WRITTEN INSTRUCTION → Return the records in full, exactly as given.

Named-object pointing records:
-- -- --
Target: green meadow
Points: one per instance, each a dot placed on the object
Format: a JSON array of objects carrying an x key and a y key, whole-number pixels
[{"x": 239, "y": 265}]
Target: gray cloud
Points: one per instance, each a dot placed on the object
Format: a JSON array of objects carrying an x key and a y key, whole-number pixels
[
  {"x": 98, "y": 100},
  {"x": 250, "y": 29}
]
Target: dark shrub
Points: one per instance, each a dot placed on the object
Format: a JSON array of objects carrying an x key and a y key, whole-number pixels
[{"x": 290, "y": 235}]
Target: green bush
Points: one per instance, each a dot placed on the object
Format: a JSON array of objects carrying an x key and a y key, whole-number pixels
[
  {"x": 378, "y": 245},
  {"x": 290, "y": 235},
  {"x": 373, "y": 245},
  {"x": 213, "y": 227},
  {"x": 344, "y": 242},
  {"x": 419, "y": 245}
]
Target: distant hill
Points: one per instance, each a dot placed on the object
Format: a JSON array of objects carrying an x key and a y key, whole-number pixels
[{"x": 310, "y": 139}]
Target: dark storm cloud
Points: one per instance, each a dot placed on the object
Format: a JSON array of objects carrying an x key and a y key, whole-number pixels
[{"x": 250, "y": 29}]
-- -- --
WRITTEN RESPONSE →
Target: green meadow
Points: one per instance, each a dot placed on the object
Format: a JSON array of objects carrying an x key and a y key, whole-number pixels
[{"x": 239, "y": 265}]
Target: gray cloud
Points: one per instance, each a dot placed on the object
Format: a JSON array of objects carrying an x key and a y key, whole-number pixels
[
  {"x": 98, "y": 100},
  {"x": 250, "y": 29}
]
Target: dark shrub
Points: one per instance, each a dot placed on the object
Format: a JSON array of objects carrying an x key and a y key, whole-number pixels
[{"x": 290, "y": 235}]
Target: green bush
Points: one per instance, each a dot placed on the object
Format: a JSON array of objects carrying an x key and a y key, whole-number pixels
[
  {"x": 378, "y": 245},
  {"x": 290, "y": 235},
  {"x": 373, "y": 245},
  {"x": 213, "y": 227},
  {"x": 344, "y": 242},
  {"x": 419, "y": 245}
]
Target: distant hill
Points: one per instance, each a dot placed on the object
Format: a JSON array of objects carrying an x key and a y key, whole-number pixels
[{"x": 310, "y": 139}]
Target: dark storm cloud
Points: one per instance, each a dot placed on the object
Format: a JSON array of objects carrying an x key and a y key, whole-number pixels
[{"x": 250, "y": 29}]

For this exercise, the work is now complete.